EXCERPT
----------
The principle of stare decisis requires that once a case has been decided one way, the rule is settled that any other case involving exactly the same point at issue should be decided in the same manner.[7] It simply means that for the sake of certainty, a conclusion reached in one case should be applied to those that follow if the facts are substantially the same, even though the parties may be different. It proceeds from the first principle of justice that, absent any powerful countervailing considerations, like cases ought to be decided alike. Thus, where the same questions relating to the same event have been put forward by the parties similarly situated as in a previous case litigated and decided by a competent court, the rule of stare decisis is a bar to any attempt to relitigate the same issue.[8]

Applying said principle, the CA held that Our ruling in University of the East v. Adelia Rocamora[9] is a precedent to the case at bar, involving, as it does, herein respondents' co-author and tackling the same violation—the alleged plagiarism of the very same materials subject of the instant case.

In this petition, UE, however, asserts that the case of respondents substantially varies from Rocamora so as not to warrant the application of said rule.
----------
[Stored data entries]
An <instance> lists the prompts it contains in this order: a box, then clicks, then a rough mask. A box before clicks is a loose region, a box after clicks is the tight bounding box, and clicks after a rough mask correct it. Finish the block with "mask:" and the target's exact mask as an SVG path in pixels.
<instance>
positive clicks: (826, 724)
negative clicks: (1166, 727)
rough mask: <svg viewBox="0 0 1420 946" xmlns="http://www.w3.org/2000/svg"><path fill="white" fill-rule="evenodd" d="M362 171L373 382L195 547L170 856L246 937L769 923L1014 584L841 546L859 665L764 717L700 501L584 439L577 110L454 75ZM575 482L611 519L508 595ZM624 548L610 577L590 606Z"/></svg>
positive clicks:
----------
TASKS
1 - In the stare decisis excerpt, what does the rule bar when parties similarly situated raise the same questions about the same event already decided by a competent court?
2 - Please extend the stare decisis excerpt, picking up right after its last sentence.

RESPONSES BY ITEM NUMBER
1 - It bars any attempt to relitigate the same issue.

2 -
Indeed, the CA erred when it relied on Our ruling in University of the East v. Adelia Rocamora in resolving the present dispute. Our decision in Rocamora, rendered via a Minute Resolution, is not a precedent to the case at bar even though it tackles the same violation—the alleged plagiarism of the very same materials subject of the instant case, which was initiated by respondents' co-author. This is so since respondents are simply not similarly situated with Rocamora so as to warrant the application of the doctrine of stare decisis.

A legal precedent is a principle or rule established in a previous case that is either binding on or persuasive for a court or other tribunal when deciding subsequent cases with similar issues or facts.

Here, We find that the Rocamora case is not on all fours with the present dispute, thereby removing it from the application of the principle of stare decisis. First, herein respondents categorically represented to UE under oath that the Manuals were free from plagiarism—an act in which their co-author Rocamora did not participate. Second, respondents benefited financially from the sale of the Manuals while Rocamora did not. Third, respondents acquiesced to UE's decision to terminate their services and even requested the release of and thereafter claimed the benefits due them.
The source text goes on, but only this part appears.